- _TASK PROMPT_: Copy the listing below exactly as it appears, every line and character unchanged.

- _TASK INPUT_:
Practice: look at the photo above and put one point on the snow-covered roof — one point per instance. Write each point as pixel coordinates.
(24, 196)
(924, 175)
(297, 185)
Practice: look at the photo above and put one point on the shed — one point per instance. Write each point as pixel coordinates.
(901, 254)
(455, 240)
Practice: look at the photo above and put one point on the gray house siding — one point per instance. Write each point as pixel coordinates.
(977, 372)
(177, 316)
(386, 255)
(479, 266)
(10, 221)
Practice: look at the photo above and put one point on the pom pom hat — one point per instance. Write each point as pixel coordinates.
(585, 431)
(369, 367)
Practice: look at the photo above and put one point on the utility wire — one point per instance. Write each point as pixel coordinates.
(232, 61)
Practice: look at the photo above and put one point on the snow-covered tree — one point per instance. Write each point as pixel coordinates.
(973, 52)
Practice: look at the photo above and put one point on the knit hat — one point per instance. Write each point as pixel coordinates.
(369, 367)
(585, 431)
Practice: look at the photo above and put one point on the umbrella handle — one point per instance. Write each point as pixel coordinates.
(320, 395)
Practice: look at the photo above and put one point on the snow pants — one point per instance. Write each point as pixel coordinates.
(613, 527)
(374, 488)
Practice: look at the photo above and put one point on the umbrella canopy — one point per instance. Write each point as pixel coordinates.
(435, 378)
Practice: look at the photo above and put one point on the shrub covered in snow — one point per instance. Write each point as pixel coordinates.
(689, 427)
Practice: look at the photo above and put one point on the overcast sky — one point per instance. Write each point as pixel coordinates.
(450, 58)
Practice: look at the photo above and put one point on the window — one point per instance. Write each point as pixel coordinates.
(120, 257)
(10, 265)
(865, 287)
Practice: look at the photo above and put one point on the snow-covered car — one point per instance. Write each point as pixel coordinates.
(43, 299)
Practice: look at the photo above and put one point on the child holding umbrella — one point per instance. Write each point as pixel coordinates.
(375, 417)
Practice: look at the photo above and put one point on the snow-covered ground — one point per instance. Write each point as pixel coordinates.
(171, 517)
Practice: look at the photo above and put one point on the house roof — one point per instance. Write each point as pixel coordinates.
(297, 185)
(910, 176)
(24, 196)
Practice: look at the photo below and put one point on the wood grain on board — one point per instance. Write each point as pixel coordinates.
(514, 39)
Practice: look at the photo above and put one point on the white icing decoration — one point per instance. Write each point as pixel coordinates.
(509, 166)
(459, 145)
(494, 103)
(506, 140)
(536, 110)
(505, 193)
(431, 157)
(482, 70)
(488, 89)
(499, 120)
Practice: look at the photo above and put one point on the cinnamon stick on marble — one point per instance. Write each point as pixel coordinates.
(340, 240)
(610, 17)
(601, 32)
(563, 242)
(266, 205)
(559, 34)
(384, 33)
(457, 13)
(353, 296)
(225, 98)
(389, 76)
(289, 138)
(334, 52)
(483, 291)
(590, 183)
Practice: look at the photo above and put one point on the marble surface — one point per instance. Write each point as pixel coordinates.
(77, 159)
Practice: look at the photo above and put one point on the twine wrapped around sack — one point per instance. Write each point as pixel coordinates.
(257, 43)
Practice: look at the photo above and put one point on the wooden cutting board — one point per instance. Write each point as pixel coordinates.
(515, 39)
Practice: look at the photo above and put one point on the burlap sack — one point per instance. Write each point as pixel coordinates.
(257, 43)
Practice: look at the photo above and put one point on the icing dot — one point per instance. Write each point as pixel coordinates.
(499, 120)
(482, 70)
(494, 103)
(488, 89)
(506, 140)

- _FINISHED TASK_:
Practice: look at the photo above and put one point on the snow-covered roof — one point per instance. Write each point as pixel coordinates.
(24, 196)
(924, 175)
(297, 185)
Practice: look at the photo above and put one point on the shed — one point per instance. Write each point as pixel coordinates.
(901, 254)
(455, 240)
Practice: look at the photo above and put one point on the gray house siding — one point per instance. Write each point as pixel coordinates.
(977, 372)
(177, 316)
(386, 255)
(479, 266)
(10, 221)
Practice: look at the photo above and put one point on the pom pom hat — one point per instance. Write each point as pixel coordinates.
(585, 431)
(369, 367)
Practice: look at the photo above and put one point on the utility wire — one point per instance. Write each point as pixel coordinates.
(232, 61)
Practice: look at the photo above and put one point on the snow-covered tree — one point per instance. Write each point as pixel coordinates.
(973, 52)
Practice: look at the photo above and put one point on the knit hat — one point per instance. Write each point as pixel coordinates.
(369, 367)
(585, 431)
Practice: look at the photo above and put one point on the umbrella handle — one point per instance. Write each point as pixel coordinates.
(320, 395)
Practice: look at the photo above and put one point on the snow pants — one point per instance. Write each point as pixel coordinates.
(613, 527)
(374, 488)
Practice: look at the photo above and put one point on the umbrella canopy — one point per instance. Write each point as pixel coordinates.
(435, 378)
Practice: look at the photo above and put one point on the shrub covered in snow — one point per instance. Write each point as pixel coordinates.
(689, 427)
Practice: look at the photo above and put one point on the overcast sky — one point per instance. Write each point as pixel coordinates.
(450, 58)
Practice: look at the photo above and put one point on the window — one point per instance. Write each point as pixel coordinates.
(120, 257)
(10, 265)
(865, 287)
Practice: look at the photo above and put one point on the snow-covered car — one point per instance. Write each point as pixel coordinates.
(43, 299)
Practice: look at the photo above and put one point on the child holding umbrella — one point per instance. Write each point as pixel coordinates.
(375, 417)
Practice: look at the photo above and put one point on the snow-covered ground — one point per instance. Write each point as pixel coordinates.
(171, 517)
Practice: look at the photo above and put one point on the house roof — one point per instance. Write each point as pixel coordinates.
(297, 185)
(910, 176)
(24, 196)
Practice: look at the photo below and put one point on the wood grain on board — one point per instance. Write each point as pixel coordinates.
(514, 39)
Practice: look at the photo above and put one point on the white icing decoration — one point per instance. Write each point as pixel coordinates.
(509, 166)
(459, 145)
(494, 103)
(506, 140)
(536, 110)
(505, 193)
(431, 157)
(482, 70)
(488, 89)
(499, 120)
Practice: look at the photo above and put one point on the cinnamon stick on marble — one point per instance. Write each point as pixel coordinates.
(340, 240)
(610, 17)
(601, 32)
(563, 242)
(266, 205)
(559, 34)
(384, 33)
(457, 13)
(353, 296)
(225, 98)
(389, 76)
(289, 138)
(334, 52)
(483, 291)
(590, 183)
Practice: look at the photo above and put one point on the marble surface — one point per instance. Write each point as pixel coordinates.
(77, 159)
Practice: look at the photo above and put one point on the twine wrapped around sack — one point per instance. Write each point as pixel coordinates.
(257, 43)
Practice: look at the photo above and put one point on the wooden cutting board — one point per instance. Write each point as pixel coordinates.
(515, 39)
Practice: look at the photo above and put one point on the burlap sack — one point per instance. Write each point as pixel coordinates.
(257, 43)
Practice: look at the photo above and put one point on the icing dot — one point per instance. Write each point as pixel coordinates.
(499, 120)
(482, 70)
(494, 103)
(488, 89)
(506, 140)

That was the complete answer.